## Given task
Return these lines unchanged, everything from the line containing "Q: Identify the brown dirt" down to the line containing "(1211, 278)", with both of those included.

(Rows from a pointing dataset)
###

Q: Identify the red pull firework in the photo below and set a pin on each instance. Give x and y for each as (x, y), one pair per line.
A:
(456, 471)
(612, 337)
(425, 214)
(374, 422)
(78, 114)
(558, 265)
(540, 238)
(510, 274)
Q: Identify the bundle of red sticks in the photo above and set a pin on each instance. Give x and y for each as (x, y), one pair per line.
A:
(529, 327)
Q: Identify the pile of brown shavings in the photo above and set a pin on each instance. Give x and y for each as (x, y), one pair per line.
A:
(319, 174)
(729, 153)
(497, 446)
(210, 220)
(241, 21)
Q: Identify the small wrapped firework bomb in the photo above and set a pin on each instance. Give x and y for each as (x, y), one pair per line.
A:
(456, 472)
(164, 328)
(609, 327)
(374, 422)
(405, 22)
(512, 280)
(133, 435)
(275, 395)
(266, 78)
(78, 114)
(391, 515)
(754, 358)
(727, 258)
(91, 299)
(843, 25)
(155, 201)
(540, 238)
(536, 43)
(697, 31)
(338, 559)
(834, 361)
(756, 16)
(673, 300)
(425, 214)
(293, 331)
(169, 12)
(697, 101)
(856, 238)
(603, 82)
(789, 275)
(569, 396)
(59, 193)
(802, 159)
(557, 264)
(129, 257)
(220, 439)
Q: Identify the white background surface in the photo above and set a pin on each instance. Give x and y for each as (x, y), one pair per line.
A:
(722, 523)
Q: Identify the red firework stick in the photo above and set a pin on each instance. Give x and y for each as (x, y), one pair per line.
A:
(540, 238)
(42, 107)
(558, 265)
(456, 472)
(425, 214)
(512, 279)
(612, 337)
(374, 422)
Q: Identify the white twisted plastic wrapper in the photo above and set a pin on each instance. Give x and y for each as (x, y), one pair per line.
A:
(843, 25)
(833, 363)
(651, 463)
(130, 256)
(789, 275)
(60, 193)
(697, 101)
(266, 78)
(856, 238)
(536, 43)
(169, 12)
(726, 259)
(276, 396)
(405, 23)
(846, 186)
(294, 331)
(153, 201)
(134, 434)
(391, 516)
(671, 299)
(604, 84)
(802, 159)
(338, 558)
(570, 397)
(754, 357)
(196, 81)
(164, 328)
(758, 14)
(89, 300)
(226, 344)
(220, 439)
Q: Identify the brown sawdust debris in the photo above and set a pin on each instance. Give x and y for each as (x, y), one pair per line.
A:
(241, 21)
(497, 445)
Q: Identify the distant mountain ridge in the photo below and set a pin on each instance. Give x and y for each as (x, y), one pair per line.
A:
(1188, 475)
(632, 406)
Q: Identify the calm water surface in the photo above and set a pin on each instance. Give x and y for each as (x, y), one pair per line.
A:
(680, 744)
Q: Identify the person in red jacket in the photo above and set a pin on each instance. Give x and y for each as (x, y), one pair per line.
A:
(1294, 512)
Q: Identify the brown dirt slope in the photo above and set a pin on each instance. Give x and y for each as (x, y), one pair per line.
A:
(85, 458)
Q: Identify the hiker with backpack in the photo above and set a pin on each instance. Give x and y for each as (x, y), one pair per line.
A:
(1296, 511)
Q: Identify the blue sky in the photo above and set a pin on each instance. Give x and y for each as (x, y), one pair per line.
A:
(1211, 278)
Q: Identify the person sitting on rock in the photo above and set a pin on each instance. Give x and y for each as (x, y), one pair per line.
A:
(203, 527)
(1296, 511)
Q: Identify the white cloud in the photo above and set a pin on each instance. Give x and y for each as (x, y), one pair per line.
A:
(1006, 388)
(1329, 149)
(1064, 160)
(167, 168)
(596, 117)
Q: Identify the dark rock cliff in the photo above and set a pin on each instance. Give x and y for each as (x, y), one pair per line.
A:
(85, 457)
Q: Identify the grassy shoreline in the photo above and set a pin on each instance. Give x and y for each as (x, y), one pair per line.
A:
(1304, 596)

###

## Response
Q: Identify the brown dirt slope in the photo above and set a pin on each instance. Give x and y for each as (x, y), one pair per line.
A:
(85, 458)
Q: Identify the hiker with backpack in the photo above and set a pin on each instance. Give x and y for each as (x, y), one pair per line.
A:
(1296, 511)
Q: Identify the blue sky in the photo above and set a pin on each instance. Give x and y for each as (x, y), one pair per line.
A:
(1211, 278)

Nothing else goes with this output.